◆ DATA ◆
*-*-*
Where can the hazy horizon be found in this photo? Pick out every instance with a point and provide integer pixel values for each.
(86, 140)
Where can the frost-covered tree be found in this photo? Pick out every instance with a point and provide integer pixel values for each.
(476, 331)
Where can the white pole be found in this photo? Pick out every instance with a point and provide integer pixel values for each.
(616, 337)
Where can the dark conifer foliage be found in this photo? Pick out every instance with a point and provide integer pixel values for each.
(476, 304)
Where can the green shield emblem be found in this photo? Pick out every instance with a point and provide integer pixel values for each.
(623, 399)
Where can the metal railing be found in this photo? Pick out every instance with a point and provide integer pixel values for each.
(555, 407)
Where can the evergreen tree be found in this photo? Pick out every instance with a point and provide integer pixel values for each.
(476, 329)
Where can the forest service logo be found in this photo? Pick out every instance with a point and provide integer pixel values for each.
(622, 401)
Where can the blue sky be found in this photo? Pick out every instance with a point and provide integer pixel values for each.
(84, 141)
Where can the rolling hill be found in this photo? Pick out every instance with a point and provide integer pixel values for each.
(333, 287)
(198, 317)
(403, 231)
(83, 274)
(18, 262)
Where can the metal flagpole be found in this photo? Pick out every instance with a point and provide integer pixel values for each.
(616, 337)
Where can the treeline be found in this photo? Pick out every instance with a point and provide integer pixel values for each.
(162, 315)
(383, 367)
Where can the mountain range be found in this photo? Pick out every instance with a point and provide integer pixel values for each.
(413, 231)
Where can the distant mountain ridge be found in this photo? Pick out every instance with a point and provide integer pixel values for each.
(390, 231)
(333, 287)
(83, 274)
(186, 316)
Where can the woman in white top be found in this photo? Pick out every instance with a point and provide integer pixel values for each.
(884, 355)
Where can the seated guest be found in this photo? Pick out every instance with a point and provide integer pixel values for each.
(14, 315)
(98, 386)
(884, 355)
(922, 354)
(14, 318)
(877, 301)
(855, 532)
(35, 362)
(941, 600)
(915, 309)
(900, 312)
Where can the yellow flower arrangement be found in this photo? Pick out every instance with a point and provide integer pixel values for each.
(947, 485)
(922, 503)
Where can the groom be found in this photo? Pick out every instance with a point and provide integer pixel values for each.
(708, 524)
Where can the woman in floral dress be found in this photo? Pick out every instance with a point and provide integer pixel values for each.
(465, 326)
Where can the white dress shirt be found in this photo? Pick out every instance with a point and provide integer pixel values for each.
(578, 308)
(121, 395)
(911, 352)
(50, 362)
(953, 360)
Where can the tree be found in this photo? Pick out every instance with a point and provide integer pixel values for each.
*-*-*
◆ WORK REQUIRED ◆
Your answer should consist of the material above, written out word for word.

◆ WRITTEN SOLUTION ◆
Where can the hazy horizon be found in this photo? Pick out every instance with a point and provide integer pixel values for each.
(86, 140)
Where can the frost-covered tree be found in this photo? Pick out every instance with a point and provide integer pixel values for each.
(476, 331)
Where can the white pole be found in this photo? Pick out every instance with a point and provide integer pixel values for each.
(616, 337)
Where can the dark conifer foliage be found in this photo? Pick out every instance with a point and provide integer pixel values for each.
(476, 304)
Where can the green shield emblem be found in this photo? Pick out every instance with a point and provide integer pixel values for each.
(623, 399)
Where can the metal railing be found in this photo? Pick out every instance with a point and provide integer pixel values for each.
(555, 407)
Where can the evergreen tree be found in this photo? Pick out every instance with a point and provide integer pixel values for each.
(476, 329)
Where can the forest service logo be found in this photo? Pick out every instance with a point and provide integer pixel values for each.
(622, 401)
Where can the blue sky be found in this photo? Pick out every instance with a point and provide integer pixel values for each.
(84, 141)
Where can the rolling hill be found in this photo? Pick out every instance with a point and provide integer pixel values for each.
(333, 287)
(198, 317)
(403, 231)
(83, 274)
(18, 262)
Where can the metal flagpole be found in this photo? Pick out every instance with a point and provide integer pixel values for each.
(616, 337)
Where can the treeline be found in this photo? Pick out every instance with a point and provide integer pixel values for each.
(162, 315)
(383, 367)
Where can the mountain range be found in this photo? Pick out every instance with a point and provide integer pixel values for each.
(413, 231)
Where can the distant mountain ridge be found in this photo? Pick out every instance with a point and provide integer pixel values for each.
(390, 231)
(333, 287)
(83, 274)
(186, 316)
Where can the woman in white top be found in this photo? Pick out every instance with a point and provide integer pixel values for each.
(884, 355)
Where can the seated guest be found in this photo? Pick out every instance with a point and provide integer pixel values for each.
(14, 315)
(98, 386)
(884, 355)
(922, 354)
(14, 318)
(877, 301)
(855, 532)
(35, 362)
(941, 600)
(915, 309)
(900, 312)
Where can the yellow flower arrangement be found in this photo? Pick out every instance with a point and provide integer pixel values for each.
(947, 485)
(922, 503)
Where can the groom be found in this photo? Pick out every instance with a point and provide integer pixel values for each.
(708, 524)
Where can the woman in floral dress be found in this photo? Pick out every instance with a point and provide integer pixel values for each.
(465, 326)
Where can the white dress shirt be found in this photo? Pick out every instance with a point and provide integer pixel values for each.
(578, 308)
(121, 395)
(911, 352)
(50, 362)
(953, 360)
Where can the tree be found in this photo? Pick out every instance with a point and provide integer pixel values for each.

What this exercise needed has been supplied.